## 本文抜粋
▼▼▼
説明

複合材料の製造方法

【課題】複合材料における強化材の充填率を高くすることができる複合材料の製造方法を提供する。
【解決手段】炭化ホウ素および炭化ケイ素のそれぞれの強化材と金属ケイ素のマトリックスとからなる複合材料の製造方法であって、炭化ホウ素の粉粒体に液体フェノールをバインダとして加え、セディメント成形する工程と、セディメント成形の結果、作製されたプリフォームに金属ケイ素を含浸させる工程とを含む。これにより、プリフォームにおける炭化ホウ素粒子の充填阻害を回避し、充填率を高く維持でき、製造した複合材料における炭化ホウ素粒子の充填率を高くすることができる。

【発明の詳細な説明】
【技術分野】
【0001】
本発明は、炭化ホウ素の強化材と金属ケイ素のマトリックスとからなる複合材料の製造方法に関する。
【背景技術】
【0002】
近年、炭化ホウ素の強化材と金属ケイ素のマトリックスとの複合材料(以下、BC/Si複合材料)が様々な分野で利用されている。そして、複合材料の製造工程では金属ケイ素を炭化ホウ素のプリフォームへ含浸させる。このような含浸には、炭化ケイ素と金属ケイ素との複合材料の製造方法を応用できる。例えば、特許文献1には、炭化ケイ素にフェノール樹脂を混合し、それを金型に投入して熱プレスしてプリフォームを作製し、プリフォームを真空中で高温加熱して金属ケイ素を含浸させる方法が開示されている。
▲▲▲
## 作業内容
次の(a)〜(c)が上の複合材料の製造方法の抜粋と合っているかを、それぞれ「はい」か「いいえ」で答え、判断の決め手となる抜粋中の語句をそのまま引用せよ。
(a) この発明の課題は、複合材料における強化材の充填率を低く抑えることである。
(b) 特許文献1の方法では、プリフォームを真空中で高温加熱して金属ケイ素を含浸させる。
(c) この発明では、炭化ホウ素の粉粒体に固体のフェノール樹脂をバインダとして加える。

## 提供情報
▼▼▼
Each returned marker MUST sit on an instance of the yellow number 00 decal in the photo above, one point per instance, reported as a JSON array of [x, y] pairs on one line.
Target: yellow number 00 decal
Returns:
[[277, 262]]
▲▲▲
## 解答
(a) いいえ。「複合材料における強化材の充填率を高くすることができる」
(b) はい。「プリフォームを真空中で高温加熱して金属ケイ素を含浸させる」
(c) いいえ。「炭化ホウ素の粉粒体に液体フェノールをバインダとして加え」